++++ TEKS SUMBER

Laman

Sabtu, 12 November 2011

(akademik) matinya negara hukum

BAB I
HUKUM WARISAN KOLONIALISME
A. Pendahuluan
Berawal dari kongres Sarikat Islam di Yogyakarta 1921, Semaun dalam suatu rapat mengajukan usul pendirian sekolah bagi anak-anak anggota SI. Dan ia menunjuk Tan Malaka sebagai orang yang memimpin sekolah tersebut. Awalnya sekolah ini dibuka untuk 50 orang murid. Disela kegiatan mengajar Tan Malaka mengajak murid-murid untuk menyanyikan lagu Internasionale. Selain itu kadang-kadang mereka juga diajak oleh Tan Malaka untuk melakukan pawai atau arak-arakan menentang kekuasaan pemerintah kolonial belanda
Pemerintah belanda menggunakan alasan menyanyikan lagu Internasionale untuk menjerat Tan Malaka dengan dasar hukum Pasal 154 KUHP yakni delik mengenai penyebaran kebencian terhadap pemerintah.

++++++++
++++ DATA

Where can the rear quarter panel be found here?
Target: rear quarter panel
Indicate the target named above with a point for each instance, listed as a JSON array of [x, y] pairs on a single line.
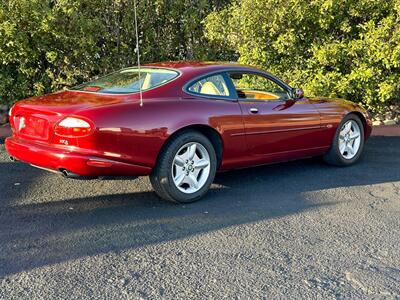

++++++++

◆ TUJUAN TUGAS ◆
Tuliskan kembali bagian teks sumber mulai dari "Sabtu, 12 November" hingga dan termasuk "kebencian terhadap pemerintah.", dengan mengganti "sekolah" menjadi "perguruan".

◆ HASIL TUGAS ◆
Sabtu, 12 November 2011

(akademik) matinya negara hukum

BAB I
HUKUM WARISAN KOLONIALISME
A. Pendahuluan
Berawal dari kongres Sarikat Islam di Yogyakarta 1921, Semaun dalam suatu rapat mengajukan usul pendirian perguruan bagi anak-anak anggota SI. Dan ia menunjuk Tan Malaka sebagai orang yang memimpin perguruan tersebut. Awalnya perguruan ini dibuka untuk 50 orang murid. Disela kegiatan mengajar Tan Malaka mengajak murid-murid untuk menyanyikan lagu Internasionale. Selain itu kadang-kadang mereka juga diajak oleh Tan Malaka untuk melakukan pawai atau arak-arakan menentang kekuasaan pemerintah kolonial belanda
Pemerintah belanda menggunakan alasan menyanyikan lagu Internasionale untuk menjerat Tan Malaka dengan dasar hukum Pasal 154 KUHP yakni delik mengenai penyebaran kebencian terhadap pemerintah.